> **WHAT THE TASK ASKS**: Count the lines in the rows below that contain the string "instance", treating uppercase and lowercase as different, and reply with only that number.

> **DATA**:
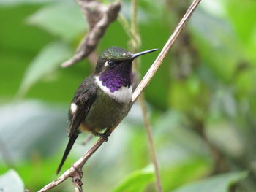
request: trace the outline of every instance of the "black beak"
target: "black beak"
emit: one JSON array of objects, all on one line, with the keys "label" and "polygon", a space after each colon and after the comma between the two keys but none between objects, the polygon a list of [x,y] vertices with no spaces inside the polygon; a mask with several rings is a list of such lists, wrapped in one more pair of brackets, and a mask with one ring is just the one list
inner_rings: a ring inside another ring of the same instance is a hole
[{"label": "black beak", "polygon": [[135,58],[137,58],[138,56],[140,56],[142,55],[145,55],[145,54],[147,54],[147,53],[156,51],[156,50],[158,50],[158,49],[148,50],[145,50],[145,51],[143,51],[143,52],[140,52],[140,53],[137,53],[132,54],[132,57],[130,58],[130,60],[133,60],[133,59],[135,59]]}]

> **ANSWER TO THE PROBLEM**: 2